• WORK TO DO: Gather every line of the data below that contains the string "tuxedo", and copy each one in full.

[Records from a point labeling set]

++++++++

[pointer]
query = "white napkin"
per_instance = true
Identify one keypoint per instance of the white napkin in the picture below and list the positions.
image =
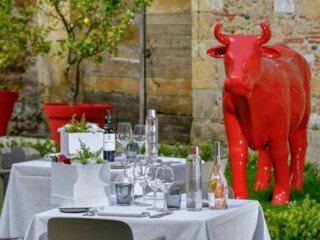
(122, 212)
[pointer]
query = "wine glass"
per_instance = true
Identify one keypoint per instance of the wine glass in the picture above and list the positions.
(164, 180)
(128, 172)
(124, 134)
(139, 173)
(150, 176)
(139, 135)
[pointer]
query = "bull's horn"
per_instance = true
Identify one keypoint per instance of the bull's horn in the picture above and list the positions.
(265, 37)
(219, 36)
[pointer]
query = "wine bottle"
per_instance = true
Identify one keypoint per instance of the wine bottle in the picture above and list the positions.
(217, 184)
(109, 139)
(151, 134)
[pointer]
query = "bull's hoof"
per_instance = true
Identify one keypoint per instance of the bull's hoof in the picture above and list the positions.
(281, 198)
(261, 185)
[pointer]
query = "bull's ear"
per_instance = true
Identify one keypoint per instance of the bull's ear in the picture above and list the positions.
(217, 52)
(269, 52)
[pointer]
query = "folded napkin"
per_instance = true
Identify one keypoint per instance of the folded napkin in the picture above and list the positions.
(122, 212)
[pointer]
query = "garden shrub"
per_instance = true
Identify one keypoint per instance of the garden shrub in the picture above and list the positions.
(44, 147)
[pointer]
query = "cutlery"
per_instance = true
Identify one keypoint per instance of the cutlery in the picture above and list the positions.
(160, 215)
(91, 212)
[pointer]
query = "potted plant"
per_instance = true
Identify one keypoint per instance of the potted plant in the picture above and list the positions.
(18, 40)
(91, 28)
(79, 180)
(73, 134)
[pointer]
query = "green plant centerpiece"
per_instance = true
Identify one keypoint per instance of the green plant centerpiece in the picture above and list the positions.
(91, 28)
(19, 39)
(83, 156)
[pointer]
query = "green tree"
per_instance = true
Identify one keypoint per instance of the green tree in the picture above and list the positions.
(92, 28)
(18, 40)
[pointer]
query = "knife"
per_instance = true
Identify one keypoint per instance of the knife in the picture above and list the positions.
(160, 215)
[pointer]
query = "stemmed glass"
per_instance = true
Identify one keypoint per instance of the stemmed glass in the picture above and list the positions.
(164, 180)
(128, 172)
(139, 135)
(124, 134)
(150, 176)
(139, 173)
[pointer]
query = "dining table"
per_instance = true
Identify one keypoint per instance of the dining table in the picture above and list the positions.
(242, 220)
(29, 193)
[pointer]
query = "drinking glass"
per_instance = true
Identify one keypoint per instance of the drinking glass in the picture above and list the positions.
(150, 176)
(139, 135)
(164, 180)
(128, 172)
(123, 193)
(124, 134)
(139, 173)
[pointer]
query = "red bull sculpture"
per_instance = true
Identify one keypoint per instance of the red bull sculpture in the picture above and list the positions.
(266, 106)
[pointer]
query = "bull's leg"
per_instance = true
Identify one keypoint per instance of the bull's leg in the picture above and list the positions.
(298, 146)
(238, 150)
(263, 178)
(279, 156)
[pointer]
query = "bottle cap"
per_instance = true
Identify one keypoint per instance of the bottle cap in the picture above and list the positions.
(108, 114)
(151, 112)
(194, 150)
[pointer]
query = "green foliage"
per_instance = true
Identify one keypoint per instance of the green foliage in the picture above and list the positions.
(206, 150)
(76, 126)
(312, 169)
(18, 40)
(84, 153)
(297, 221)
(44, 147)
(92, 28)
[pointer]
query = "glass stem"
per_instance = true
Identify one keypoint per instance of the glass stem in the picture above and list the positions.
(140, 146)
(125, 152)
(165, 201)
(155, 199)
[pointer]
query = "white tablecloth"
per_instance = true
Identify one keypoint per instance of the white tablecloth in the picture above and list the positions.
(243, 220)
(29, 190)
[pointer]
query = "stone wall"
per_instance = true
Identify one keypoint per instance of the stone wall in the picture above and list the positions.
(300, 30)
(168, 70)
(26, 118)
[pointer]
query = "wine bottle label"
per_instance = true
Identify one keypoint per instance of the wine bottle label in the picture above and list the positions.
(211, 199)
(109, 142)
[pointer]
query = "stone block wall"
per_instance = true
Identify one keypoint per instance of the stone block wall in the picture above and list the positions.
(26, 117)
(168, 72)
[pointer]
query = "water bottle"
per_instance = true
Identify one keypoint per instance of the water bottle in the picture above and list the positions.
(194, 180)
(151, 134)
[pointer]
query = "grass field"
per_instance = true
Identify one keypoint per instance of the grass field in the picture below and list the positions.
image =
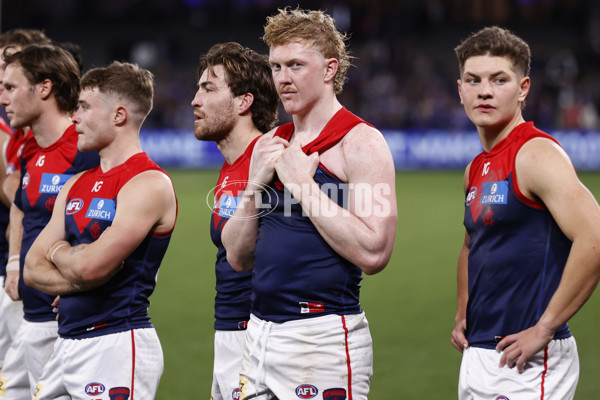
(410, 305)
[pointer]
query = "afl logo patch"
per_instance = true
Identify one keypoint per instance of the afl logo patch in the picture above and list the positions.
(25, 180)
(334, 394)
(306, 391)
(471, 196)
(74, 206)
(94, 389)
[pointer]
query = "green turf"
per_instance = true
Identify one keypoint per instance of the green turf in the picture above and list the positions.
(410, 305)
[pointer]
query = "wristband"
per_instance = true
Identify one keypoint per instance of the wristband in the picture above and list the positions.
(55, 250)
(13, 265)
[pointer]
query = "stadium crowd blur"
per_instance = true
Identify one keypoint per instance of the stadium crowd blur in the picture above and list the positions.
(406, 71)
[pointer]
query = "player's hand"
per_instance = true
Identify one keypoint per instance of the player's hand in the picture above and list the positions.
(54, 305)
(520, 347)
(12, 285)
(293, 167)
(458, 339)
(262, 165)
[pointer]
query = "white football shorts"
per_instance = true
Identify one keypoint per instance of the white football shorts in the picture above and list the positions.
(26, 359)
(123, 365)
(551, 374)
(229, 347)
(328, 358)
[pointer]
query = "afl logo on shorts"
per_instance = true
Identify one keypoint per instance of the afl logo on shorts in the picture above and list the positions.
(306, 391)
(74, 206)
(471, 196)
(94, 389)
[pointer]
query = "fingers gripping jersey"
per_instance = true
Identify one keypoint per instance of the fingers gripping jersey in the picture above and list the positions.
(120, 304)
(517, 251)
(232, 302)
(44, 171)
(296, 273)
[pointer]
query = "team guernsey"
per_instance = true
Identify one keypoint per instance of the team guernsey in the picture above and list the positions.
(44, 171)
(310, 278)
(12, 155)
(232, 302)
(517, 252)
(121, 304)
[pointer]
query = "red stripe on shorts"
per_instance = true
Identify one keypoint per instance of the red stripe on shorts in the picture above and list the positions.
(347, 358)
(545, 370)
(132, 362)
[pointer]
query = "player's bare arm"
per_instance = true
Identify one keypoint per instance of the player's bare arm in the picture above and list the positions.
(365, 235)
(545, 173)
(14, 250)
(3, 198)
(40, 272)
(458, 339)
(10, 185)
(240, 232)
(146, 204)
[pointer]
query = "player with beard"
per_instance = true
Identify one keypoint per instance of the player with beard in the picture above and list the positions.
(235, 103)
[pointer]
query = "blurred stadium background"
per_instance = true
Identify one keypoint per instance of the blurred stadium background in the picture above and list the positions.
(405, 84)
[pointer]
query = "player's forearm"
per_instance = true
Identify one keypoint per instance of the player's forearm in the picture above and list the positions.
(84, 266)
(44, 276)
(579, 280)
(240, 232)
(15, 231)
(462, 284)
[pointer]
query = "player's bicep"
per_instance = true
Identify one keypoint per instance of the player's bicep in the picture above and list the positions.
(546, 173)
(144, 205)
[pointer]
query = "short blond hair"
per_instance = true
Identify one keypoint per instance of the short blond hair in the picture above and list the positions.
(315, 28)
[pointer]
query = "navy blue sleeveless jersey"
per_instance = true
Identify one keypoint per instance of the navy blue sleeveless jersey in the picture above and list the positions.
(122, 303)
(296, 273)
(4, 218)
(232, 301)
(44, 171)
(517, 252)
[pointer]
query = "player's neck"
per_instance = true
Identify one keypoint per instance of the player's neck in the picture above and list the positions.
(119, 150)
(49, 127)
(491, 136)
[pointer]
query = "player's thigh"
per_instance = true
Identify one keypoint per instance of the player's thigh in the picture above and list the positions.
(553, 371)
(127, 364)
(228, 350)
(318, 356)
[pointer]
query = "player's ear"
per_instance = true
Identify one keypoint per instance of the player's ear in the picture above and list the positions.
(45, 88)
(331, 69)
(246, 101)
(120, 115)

++++++++

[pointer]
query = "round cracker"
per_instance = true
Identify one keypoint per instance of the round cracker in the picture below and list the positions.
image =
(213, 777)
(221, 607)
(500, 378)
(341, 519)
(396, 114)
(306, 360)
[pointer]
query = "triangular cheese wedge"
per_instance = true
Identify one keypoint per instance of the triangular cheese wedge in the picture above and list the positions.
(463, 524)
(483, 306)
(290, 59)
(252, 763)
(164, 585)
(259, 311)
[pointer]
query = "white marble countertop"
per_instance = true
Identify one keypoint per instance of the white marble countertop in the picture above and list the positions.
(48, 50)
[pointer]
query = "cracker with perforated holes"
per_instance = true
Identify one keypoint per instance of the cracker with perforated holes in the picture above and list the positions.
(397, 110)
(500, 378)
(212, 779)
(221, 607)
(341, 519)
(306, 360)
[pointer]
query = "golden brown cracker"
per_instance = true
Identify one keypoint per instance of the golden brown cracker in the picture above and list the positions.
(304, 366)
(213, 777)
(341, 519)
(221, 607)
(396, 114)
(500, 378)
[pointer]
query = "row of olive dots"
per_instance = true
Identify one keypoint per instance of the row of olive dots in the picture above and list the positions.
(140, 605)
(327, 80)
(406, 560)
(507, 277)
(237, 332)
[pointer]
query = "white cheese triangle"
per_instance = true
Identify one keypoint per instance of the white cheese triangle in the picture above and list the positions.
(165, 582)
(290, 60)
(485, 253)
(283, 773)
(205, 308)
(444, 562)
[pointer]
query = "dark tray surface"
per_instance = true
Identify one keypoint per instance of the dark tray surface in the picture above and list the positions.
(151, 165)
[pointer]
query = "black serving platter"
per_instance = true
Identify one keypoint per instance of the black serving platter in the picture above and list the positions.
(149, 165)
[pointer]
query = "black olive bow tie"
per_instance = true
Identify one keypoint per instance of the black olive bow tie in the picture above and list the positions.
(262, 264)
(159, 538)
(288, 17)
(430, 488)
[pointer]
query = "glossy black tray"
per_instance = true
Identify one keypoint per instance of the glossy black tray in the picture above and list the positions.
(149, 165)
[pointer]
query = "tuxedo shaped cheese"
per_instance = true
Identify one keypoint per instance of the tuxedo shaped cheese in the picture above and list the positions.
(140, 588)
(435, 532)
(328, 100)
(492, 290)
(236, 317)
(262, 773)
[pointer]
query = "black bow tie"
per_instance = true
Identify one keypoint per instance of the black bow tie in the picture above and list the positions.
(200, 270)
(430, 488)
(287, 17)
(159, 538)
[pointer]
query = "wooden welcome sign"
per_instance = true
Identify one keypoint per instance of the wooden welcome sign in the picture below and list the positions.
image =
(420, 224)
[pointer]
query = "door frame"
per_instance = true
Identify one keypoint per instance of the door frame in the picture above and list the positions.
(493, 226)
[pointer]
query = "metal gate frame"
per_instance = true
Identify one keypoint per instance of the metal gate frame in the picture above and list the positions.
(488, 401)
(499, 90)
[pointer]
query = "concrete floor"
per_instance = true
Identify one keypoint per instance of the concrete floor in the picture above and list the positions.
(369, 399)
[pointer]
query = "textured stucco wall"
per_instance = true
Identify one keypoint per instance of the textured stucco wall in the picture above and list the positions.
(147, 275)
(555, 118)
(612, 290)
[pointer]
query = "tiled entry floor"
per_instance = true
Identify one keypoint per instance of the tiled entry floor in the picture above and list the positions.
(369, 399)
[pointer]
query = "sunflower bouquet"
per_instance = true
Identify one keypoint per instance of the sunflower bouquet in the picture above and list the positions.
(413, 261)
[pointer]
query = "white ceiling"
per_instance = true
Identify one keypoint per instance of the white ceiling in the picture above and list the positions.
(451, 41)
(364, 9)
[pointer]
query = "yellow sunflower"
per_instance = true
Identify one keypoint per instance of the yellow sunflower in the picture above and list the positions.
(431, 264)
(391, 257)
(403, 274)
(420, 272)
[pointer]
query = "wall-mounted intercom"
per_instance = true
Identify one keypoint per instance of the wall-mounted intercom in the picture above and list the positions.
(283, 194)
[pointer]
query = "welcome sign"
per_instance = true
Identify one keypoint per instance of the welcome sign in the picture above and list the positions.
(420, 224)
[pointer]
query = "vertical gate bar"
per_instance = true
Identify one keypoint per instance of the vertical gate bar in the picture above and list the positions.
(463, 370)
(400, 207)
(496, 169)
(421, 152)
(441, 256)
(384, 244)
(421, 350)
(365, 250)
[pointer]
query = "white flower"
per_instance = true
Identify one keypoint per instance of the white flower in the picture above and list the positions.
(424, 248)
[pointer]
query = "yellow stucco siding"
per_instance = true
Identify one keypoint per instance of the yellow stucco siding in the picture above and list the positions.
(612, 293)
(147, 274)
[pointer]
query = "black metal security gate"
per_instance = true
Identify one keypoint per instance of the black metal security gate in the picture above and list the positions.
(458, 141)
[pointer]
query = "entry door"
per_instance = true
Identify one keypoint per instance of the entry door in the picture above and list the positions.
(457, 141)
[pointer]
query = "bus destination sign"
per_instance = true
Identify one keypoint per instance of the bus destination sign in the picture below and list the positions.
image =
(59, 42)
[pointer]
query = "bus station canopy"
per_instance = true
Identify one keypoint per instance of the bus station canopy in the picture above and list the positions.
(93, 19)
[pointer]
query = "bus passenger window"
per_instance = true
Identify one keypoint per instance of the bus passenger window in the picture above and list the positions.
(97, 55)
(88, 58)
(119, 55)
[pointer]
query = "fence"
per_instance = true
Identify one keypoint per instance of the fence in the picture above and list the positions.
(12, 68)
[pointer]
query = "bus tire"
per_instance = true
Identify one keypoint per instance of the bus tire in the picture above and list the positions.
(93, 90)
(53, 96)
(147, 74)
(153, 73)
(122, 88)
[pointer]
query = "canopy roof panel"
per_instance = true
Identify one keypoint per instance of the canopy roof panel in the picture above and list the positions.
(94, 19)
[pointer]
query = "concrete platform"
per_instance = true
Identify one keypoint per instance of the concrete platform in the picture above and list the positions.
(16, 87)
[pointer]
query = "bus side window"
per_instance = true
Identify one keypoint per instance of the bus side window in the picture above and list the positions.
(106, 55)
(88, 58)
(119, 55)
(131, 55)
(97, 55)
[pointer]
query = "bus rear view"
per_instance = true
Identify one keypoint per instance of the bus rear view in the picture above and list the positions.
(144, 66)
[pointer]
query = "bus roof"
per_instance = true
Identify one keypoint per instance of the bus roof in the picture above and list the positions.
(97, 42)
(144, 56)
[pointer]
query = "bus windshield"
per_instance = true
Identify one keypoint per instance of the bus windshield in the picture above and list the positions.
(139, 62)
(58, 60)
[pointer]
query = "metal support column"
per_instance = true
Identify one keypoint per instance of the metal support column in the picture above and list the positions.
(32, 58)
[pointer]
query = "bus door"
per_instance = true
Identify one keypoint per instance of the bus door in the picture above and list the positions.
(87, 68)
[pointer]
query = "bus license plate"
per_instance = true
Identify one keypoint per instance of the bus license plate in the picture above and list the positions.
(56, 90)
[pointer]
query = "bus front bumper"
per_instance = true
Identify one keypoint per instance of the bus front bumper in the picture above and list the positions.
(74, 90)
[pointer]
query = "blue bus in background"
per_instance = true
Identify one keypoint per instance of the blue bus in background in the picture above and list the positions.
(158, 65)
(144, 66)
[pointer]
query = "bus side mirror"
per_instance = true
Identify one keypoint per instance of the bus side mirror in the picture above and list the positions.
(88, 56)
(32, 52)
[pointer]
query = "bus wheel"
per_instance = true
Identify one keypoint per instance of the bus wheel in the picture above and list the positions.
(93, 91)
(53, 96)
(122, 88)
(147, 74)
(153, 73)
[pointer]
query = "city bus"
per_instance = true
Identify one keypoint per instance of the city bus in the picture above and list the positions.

++++++++

• IN RESPONSE:
query = "tuxedo shaped cheese"
Identify one keypoint per instance of the tuxedo shaped cheese in the picture above and list the positions.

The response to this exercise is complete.